▶ CONSIGNE DONNÉE:
Recopiez le passage du texte sur la filière laitière suisse compris entre « Hausse de la productivité » et « l'espace d'une décennie. », inclus, en substituant « compléments » à « concentrés ».

▶ SECTION DU TEXTE:
══════════

Les paysans et les paysannes représentent un peu moins de la moitié des habitant-e-s de cette planète mais en chiffre absolu, ils n'ont jamais été aussi nombreux. Pourtant, ce secteur est en profonde mutation; quelque fois de manière flagrante, d'autres fois plus sournoisement. Par son importance dans l'économie agricole suisse, la filière laitière est un bon exemple de l'industrialisation rampante.

En avril 2012, près de 24'000 exploitations laitières ont produit du lait destiné à la vente. 40% de ce lait est destiné à la production de fromage, le reste sert à faire du lait de boisson, du beurre, de la crème, des conserves, des yaourts ou autres transformations lactées. En 2007, il y avait encore 28'000 fermes laitières. Mais pour l'instant, le citoyen ne s'en rend pas compte. Car, alors que nous avons perdu un peu plus de 4000 fermes laitières en cinq ans et que le nombre de vaches laitières a baissé de 10%, les livraisons de lait par exploitation ont augmenté au cours de la même période de 62% ! La production s'est donc intensifiée et concentrée. Moins de paysans, moins de vaches, mais plus de lait commercialisé.

Hausse de la productivité

Une part de la hausse de la production laitière est bien sûr due à une sélection des vaches laitières. Leur performance n'a cessé de croître. Entre 1995 et 2011, les livraisons moyennes par vache sont passées de 4400 kg par an à 6200 kg par an, certaines vaches produisant jusqu'à 10'000 kg par an. Elles ont été sélectionnées pour mieux valoriser les concentrés tels que le soja et les céréales fourragères dont le maïs. Alors qu'en 1999, une vache laitière recevait en moyenne 420 kilos de concentrés, cette quantité était de 800 kilos en 2010 soit près du double en l'espace d'une décennie.

Pourtant, en Suisse, nous aurions tout à gagner à «sélectionner» une vache adaptée à transformer les herbages en lait. C'est sur l'efficacité de l'utilisation des ressources qu'il faut se pencher et non sur la moyenne laitière annuelle. D'autant que ces super-vaches très productives produisent du lait pendant 2 à 3 ans après leur premier veau avant d'être transformée en viande hachée. Celles essentiellement nourries à l'herbe produisent pendant 5 ans en moyenne.

Importation de soja

La quantité de soja importé en 2011 était d'environ 300'000 tonnes (20% de plus qu'en 2009 et 10 fois plus qu'en 1990). Il provient à près de 100% du Brésil, puisque les autres producteurs importants, comme les États-Unis et l'Argentine, produisent presque uniquement du soja transgénique. Une seule exploitation brésilienne, dont la taille peut atteindre plusieurs dizaines de milliers d'hectares, peut livrer 30'000 tonnes de soja. Et cela se fait au détriment de la forêt brésilienne et de la petite agriculture familiale qui ne peut résister à l'assaut de l'agro-industrie.

══════════

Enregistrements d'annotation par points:

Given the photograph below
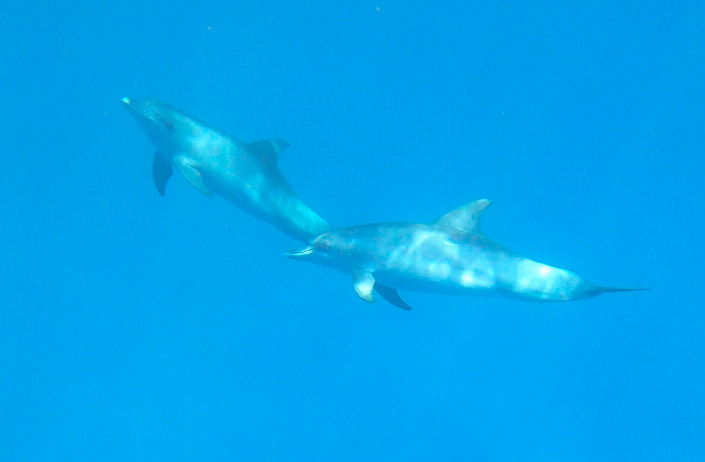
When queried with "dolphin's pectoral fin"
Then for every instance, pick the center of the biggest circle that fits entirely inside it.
(391, 295)
(192, 175)
(364, 282)
(466, 217)
(268, 150)
(161, 171)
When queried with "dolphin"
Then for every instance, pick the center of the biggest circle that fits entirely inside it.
(215, 163)
(450, 256)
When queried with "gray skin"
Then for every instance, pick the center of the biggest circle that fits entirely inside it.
(449, 256)
(215, 163)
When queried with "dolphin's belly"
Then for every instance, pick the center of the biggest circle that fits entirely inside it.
(241, 178)
(478, 266)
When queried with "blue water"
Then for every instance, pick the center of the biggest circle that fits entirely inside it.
(136, 327)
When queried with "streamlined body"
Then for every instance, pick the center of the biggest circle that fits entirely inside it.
(217, 164)
(449, 256)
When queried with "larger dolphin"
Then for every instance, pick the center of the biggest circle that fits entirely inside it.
(215, 163)
(448, 256)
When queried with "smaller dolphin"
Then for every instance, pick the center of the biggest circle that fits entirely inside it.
(449, 256)
(215, 163)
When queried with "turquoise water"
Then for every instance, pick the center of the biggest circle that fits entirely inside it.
(141, 327)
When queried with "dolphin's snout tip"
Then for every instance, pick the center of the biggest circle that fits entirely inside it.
(300, 253)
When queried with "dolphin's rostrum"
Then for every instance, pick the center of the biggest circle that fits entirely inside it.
(448, 256)
(215, 163)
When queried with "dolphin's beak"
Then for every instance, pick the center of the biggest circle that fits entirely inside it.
(301, 254)
(137, 108)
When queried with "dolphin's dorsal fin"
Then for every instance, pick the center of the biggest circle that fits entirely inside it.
(392, 296)
(364, 282)
(268, 150)
(161, 171)
(192, 175)
(466, 217)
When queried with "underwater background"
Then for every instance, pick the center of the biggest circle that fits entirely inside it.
(141, 327)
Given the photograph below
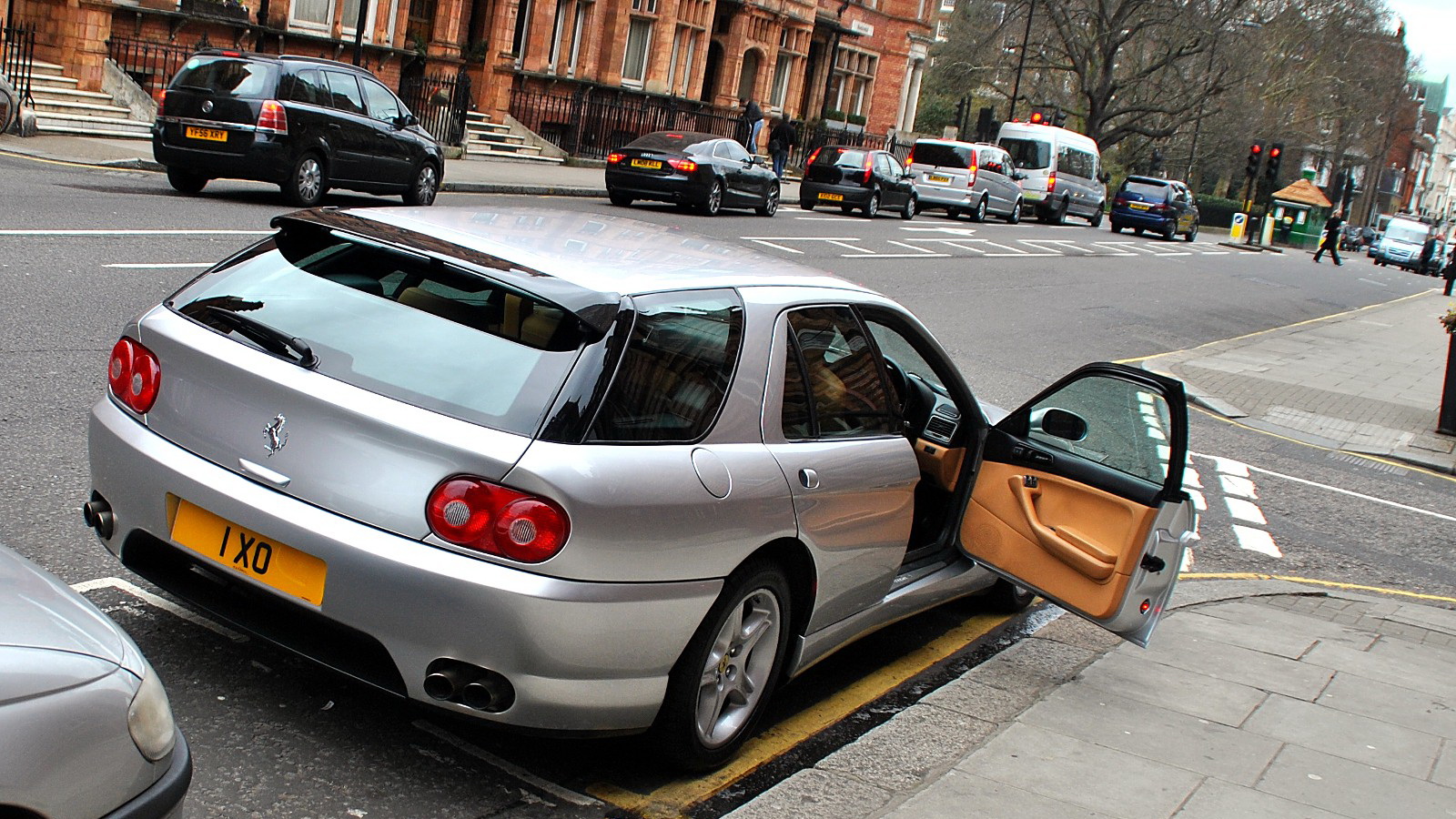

══════════

▶ RÉPONSE AU PROBLÈME:
Hausse de la productivité

Une part de la hausse de la production laitière est bien sûr due à une sélection des vaches laitières. Leur performance n'a cessé de croître. Entre 1995 et 2011, les livraisons moyennes par vache sont passées de 4400 kg par an à 6200 kg par an, certaines vaches produisant jusqu'à 10'000 kg par an. Elles ont été sélectionnées pour mieux valoriser les compléments tels que le soja et les céréales fourragères dont le maïs. Alors qu'en 1999, une vache laitière recevait en moyenne 420 kilos de compléments, cette quantité était de 800 kilos en 2010 soit près du double en l'espace d'une décennie.